### Your instructions
Type out the whole listing again exactly, pictures omitted.

### Supplied records
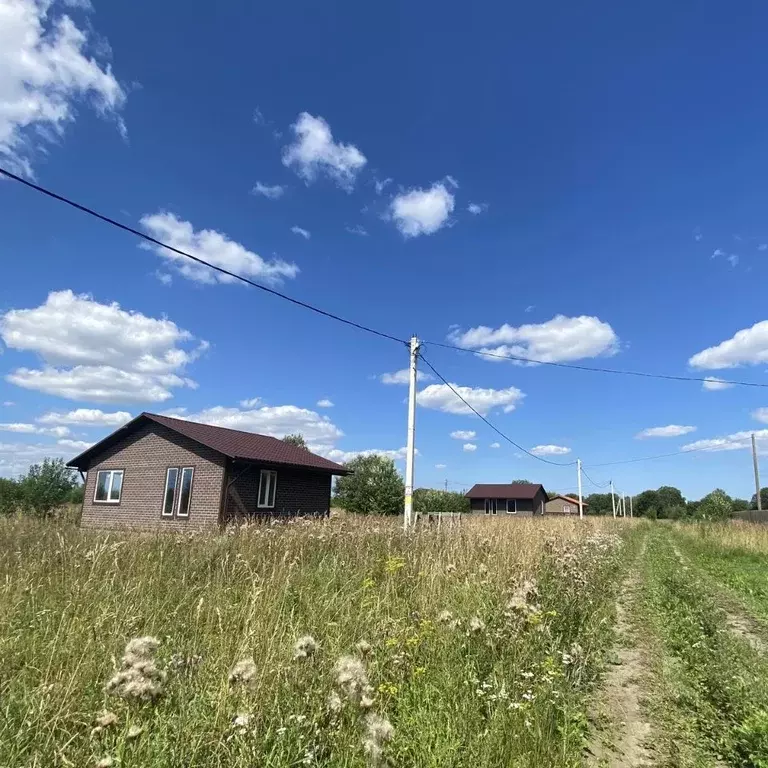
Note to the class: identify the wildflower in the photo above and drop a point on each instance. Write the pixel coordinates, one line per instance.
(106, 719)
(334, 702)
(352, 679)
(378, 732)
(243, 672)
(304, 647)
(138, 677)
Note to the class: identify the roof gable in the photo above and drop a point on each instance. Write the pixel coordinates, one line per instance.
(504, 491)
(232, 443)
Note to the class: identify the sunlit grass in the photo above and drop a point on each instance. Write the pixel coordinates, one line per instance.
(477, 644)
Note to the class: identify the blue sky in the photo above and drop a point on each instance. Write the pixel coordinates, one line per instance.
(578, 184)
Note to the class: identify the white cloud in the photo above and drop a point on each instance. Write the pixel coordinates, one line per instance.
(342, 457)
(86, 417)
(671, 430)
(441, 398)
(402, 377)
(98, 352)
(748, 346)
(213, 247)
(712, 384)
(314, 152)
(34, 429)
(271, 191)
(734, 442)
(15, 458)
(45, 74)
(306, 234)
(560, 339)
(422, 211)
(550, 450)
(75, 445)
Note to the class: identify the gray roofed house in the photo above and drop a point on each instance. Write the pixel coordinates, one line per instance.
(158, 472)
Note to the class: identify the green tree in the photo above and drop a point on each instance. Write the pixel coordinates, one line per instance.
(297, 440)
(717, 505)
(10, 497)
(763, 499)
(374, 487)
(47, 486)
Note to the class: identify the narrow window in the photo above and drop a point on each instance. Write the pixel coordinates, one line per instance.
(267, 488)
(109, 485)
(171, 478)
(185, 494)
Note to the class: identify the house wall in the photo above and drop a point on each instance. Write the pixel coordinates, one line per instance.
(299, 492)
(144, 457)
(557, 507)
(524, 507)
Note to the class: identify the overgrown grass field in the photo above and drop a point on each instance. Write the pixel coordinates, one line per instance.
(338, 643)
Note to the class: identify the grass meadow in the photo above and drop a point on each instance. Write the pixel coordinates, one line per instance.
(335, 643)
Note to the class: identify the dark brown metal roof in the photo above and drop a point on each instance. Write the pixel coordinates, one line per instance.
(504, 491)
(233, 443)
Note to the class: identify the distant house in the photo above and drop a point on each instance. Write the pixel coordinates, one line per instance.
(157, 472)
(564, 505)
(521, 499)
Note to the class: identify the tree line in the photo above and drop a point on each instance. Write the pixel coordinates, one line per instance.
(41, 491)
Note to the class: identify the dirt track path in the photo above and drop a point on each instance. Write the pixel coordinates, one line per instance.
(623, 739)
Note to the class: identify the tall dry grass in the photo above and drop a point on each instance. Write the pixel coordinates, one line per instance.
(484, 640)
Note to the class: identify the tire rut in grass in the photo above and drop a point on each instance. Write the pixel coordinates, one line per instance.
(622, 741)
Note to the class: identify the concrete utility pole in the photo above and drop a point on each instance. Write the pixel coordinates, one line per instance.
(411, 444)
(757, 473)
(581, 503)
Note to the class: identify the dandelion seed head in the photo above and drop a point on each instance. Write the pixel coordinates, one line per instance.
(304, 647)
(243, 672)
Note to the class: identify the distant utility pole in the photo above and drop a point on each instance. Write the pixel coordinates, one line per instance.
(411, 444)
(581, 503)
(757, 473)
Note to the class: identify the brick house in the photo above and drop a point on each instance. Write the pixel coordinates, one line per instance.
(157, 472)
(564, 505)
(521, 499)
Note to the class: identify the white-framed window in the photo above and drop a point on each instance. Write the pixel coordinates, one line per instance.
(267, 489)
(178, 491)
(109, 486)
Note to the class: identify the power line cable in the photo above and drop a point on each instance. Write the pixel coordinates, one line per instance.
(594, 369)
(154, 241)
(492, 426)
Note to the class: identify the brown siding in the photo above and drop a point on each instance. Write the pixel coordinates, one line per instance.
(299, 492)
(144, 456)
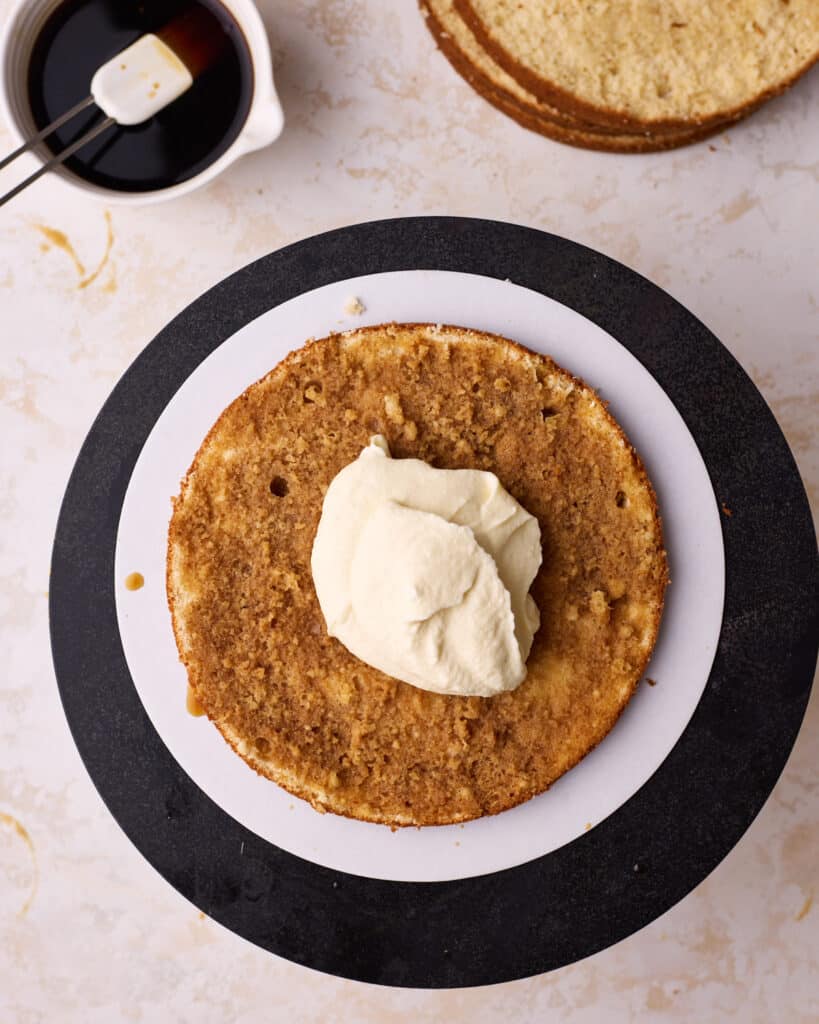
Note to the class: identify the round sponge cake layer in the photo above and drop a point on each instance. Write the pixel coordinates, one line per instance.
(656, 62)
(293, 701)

### Completed exercise
Note to the class: identify the wildflower in the photo above and drop a point on each instance. Write the pixel coordinates, one line per instance.
(106, 719)
(334, 702)
(352, 679)
(378, 732)
(243, 672)
(304, 647)
(138, 677)
Note to the class: identify the roof gable in the photo above and drop a point on each instance. Write the pixel coordinates, one line per instance.
(504, 491)
(232, 443)
Note to the class: identify the sunlit grass in the photo above and drop a point on each instance. Write the pixel coordinates, one line per instance.
(477, 644)
Note to the class: identify the blue sky in the photo above and drop a point on each instance. Write the pixel coordinates, one line per instance.
(578, 184)
Note to the class: identify the white cloud in the photo above and drop a point on each instance. Write the pixel coordinates, one line per instance.
(342, 457)
(86, 417)
(671, 430)
(441, 398)
(402, 377)
(98, 352)
(748, 346)
(213, 247)
(712, 384)
(314, 152)
(34, 429)
(271, 191)
(734, 442)
(15, 458)
(45, 74)
(306, 234)
(560, 339)
(422, 211)
(550, 450)
(75, 445)
Note to the class: identify the gray roofed house in the photo above and drop a point on each instance. Write the pixel coordinates, one line per instance.
(158, 472)
Note to the class: identify the green tree in the photo above and drop a point on each instance. Write the pixel coordinates, one line per instance.
(297, 440)
(717, 505)
(10, 497)
(763, 499)
(374, 487)
(47, 486)
Note to the class: identify the narrow window in the photo above and drop a point on each instance. Write the pixel coordinates, one line per instance.
(267, 488)
(109, 485)
(171, 478)
(185, 494)
Note to the class: identify the house wall in the photo above and drop a point on each instance. Write the pixel coordinates, one line per instance.
(299, 492)
(144, 457)
(557, 507)
(524, 507)
Note to the class: identify the overgrown grass field in the photo above and drop a point on each instance. Write the pixel coordinates, one line per instance.
(338, 643)
Note to the class: identify the grass meadow in the photo above and drop a point on each instance. Write the pixel coordinates, one line per instance.
(335, 643)
Note to the class: identify the dark brown metal roof in the photo above and drop a point on each instance. Write the pixel coordinates, one line per instance.
(504, 491)
(233, 443)
Note to the class: identify the distant house in the photo above and drop a point on each instance. Write the pixel coordinates, one line per instance.
(157, 472)
(564, 505)
(521, 499)
Note to the class: identify the tree line in the photo above and drop a point on each instance. Write the pixel coordinates, one line per instance.
(41, 491)
Note to the class: identify the dirt track path in the photo above and drop a point on each instance. Write the pixel coordinates, one line per instance.
(623, 739)
Note to the class: identify the tall dry grass in the photo above and drop a point on each instance. Write the pixel coordinates, one line per instance.
(484, 640)
Note to the class: identify the tire rut in grass in the photo above and drop a point on each instance. Write the pixel coordinates, one line per instance.
(622, 741)
Note to the class: identify the concrete utility pole in the photo above and drop a point on each instance. Write the pixel coordinates, one line per instance.
(411, 444)
(757, 473)
(581, 503)
Note to the class: identify the dandelion seed head in the photo above and drop a point on each instance. Write the pixel coordinates, one line per instance.
(304, 647)
(243, 672)
Note to the class: identify the distant utility pole in the photo above and drop a point on each instance. Write the pixel coordinates, one line per instance.
(411, 444)
(581, 503)
(757, 473)
Note to the class: identify the brick house in the photo above and drop a point on each instance. Write the pixel coordinates, one line per instance.
(157, 472)
(564, 505)
(521, 499)
Note to the class: identify the white-framed window in the photo above and drop a point on each instance. Write the pixel coordinates, one line per instance.
(267, 489)
(178, 491)
(109, 486)
Note to the class: identify the power line cable in the photo above and drop a point on each instance. Write the pixel coordinates, one line per instance.
(594, 369)
(154, 241)
(492, 426)
Note to the class: identify the brown siding in the photo above and drop a point on each instance. Write the pixel coordinates, one line per instance.
(299, 492)
(144, 456)
Note to the class: identify the round sponge cake layer in the photo above and drop a point on each instance. Write the pixel coordinates, one line per instance.
(656, 62)
(293, 701)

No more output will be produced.